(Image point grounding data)
↓↓↓
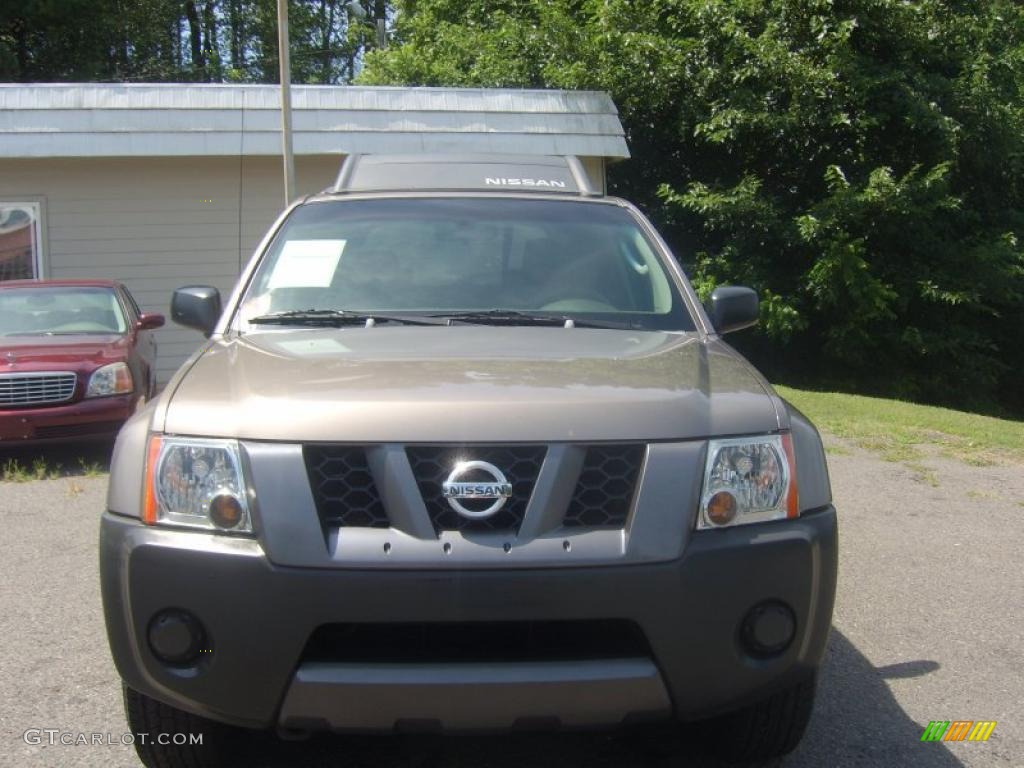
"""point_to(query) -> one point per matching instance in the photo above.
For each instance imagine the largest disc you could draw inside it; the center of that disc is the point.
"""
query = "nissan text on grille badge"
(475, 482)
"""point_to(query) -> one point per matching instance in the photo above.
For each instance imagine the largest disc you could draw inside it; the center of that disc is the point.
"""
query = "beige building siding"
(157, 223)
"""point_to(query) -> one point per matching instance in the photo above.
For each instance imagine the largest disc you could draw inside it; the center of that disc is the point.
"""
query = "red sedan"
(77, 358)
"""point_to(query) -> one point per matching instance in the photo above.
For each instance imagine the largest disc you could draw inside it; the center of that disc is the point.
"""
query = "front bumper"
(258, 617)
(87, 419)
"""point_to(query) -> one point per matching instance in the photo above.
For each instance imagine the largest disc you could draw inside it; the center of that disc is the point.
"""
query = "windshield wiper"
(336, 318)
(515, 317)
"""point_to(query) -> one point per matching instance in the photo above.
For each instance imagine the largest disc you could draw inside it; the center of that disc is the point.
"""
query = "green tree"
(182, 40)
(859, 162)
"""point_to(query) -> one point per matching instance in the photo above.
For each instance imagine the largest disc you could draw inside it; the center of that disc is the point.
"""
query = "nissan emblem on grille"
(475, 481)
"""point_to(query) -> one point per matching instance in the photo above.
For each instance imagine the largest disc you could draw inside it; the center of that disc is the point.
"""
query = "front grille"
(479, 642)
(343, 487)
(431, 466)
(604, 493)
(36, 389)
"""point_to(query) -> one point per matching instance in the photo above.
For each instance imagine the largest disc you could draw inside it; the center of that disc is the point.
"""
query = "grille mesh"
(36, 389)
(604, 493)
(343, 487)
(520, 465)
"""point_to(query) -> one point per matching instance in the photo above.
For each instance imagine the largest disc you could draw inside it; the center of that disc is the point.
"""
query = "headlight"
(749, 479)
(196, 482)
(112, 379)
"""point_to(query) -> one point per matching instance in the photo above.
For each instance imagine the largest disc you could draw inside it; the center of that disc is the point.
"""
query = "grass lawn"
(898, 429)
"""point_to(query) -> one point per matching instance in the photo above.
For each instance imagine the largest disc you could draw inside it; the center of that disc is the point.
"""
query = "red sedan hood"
↑↑↑
[Work required] Each line above should be output exactly, apart from the pictures.

[Response to this task]
"""point_to(query) -> one point per matching instance in the photo above.
For each instance imagine the largest disc you could draw inside it; the center of that disc is the point.
"""
query = "nissan text on grille badge"
(475, 482)
"""point_to(query) -> one point per matching instance in the photo above.
For each instance imagine the largest disc you could draw inside it; the center of that disc is the point.
"""
query = "beige building siding"
(157, 223)
"""point_to(query) -> one point per matching instance in the photo above.
For each instance imagine the largest disc you could draw inside it; the center of that disc is the point.
"""
query = "red sedan"
(77, 358)
"""point_to(query) -> one point per matching instance in the photo above.
For each instance imagine the largest disc you could draw inside it; the center of that disc is the point.
"""
query = "front bumper"
(258, 617)
(87, 419)
"""point_to(query) -> one point per matching instance in the photo above.
For each instance imagine the largest disc you could draw inside it; the center of that disc is the point.
"""
query = "windshield wiper"
(336, 318)
(515, 317)
"""point_to(query) -> one point per matching instance in the photo above.
For each instance imagine the largest disc you could draw inside it; the center of that disc is the point.
"""
query = "green tree"
(182, 40)
(859, 162)
"""point_to(query) -> one point per matching instance in the photo above.
For each instance imagine the largest disc you could draw inside it; the center of that disc is the point.
"""
query = "nissan emblem on grille"
(475, 481)
"""point_to(query) -> one point per matching instance in the photo above.
For each instance imagine the largest disc you could draw inside it; the center of that disc is the point.
"""
query = "front grille"
(479, 642)
(343, 487)
(431, 466)
(604, 493)
(36, 389)
"""point_to(query) -> one point per matching instance in the photo above.
For each instance imagine the largest disc you could draw inside it; the center of that disc is the point.
"""
query = "grille mesh"
(36, 389)
(604, 493)
(343, 487)
(520, 465)
"""point_to(query) -> one point per matching instance in the photo above.
For each instance imagine the largest disc you could draw inside it; the center of that disc is the point.
"""
query = "headlight"
(749, 479)
(196, 482)
(112, 379)
"""point_to(query) -> one point per matching instance in the photo above.
For each instance imagine the largest disc you could draw inside it; the center of that disc is the point.
"""
query = "grass lawn"
(898, 429)
"""point_to(query) -> one point per matching instance in the photo above.
For each instance imagine the largest disc you could draw inside it; the center of that disc is the point.
"""
query = "red sedan hood"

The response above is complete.